§ What to do
Please copy out the listing below in full and exactly.

§ Information supplied
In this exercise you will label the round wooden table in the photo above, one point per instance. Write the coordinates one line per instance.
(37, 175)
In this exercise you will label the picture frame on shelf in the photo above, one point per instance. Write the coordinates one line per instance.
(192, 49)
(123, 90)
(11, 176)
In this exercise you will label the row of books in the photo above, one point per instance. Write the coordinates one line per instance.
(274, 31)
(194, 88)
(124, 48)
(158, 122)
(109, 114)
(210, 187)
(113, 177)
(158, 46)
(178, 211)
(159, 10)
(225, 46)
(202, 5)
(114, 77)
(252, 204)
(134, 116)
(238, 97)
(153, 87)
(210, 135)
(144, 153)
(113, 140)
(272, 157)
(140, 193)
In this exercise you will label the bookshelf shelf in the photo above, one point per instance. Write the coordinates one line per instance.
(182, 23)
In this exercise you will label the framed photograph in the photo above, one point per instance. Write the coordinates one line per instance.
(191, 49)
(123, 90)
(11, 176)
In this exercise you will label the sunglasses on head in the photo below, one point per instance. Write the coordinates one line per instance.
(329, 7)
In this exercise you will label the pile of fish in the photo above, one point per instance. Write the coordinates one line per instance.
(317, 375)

§ Answer section
In this exercise you will label the round wooden table in the photo above, one point per instance. Write the coordinates one line per instance.
(37, 175)
In this exercise you will label the picture frame on shelf in the photo above, one point per instance. Write the coordinates one line per instance.
(192, 49)
(123, 90)
(11, 176)
In this exercise you will label the row of books in the photo above, one point per instance. Write the coordinates one line per instance.
(274, 31)
(194, 88)
(124, 48)
(158, 122)
(109, 114)
(210, 187)
(113, 177)
(158, 46)
(178, 211)
(159, 10)
(225, 46)
(202, 5)
(114, 77)
(252, 204)
(134, 116)
(238, 97)
(153, 87)
(210, 135)
(144, 153)
(113, 140)
(272, 157)
(140, 193)
In this exercise you will label the bookshelf shelf in the photo above, one point per instance. Write the coordinates one line per instance.
(182, 23)
In this exercise you will label the framed photograph in the photo above, one point per instance. Write the coordinates one line per instance.
(191, 49)
(123, 90)
(11, 176)
In this exercise you will label the sunglasses on head in the photo below, one point per instance. Write the coordinates one line per instance.
(329, 7)
In this exercise you will label the pile of fish in the photo above, one point per instance. Write the coordinates one line per instance.
(317, 375)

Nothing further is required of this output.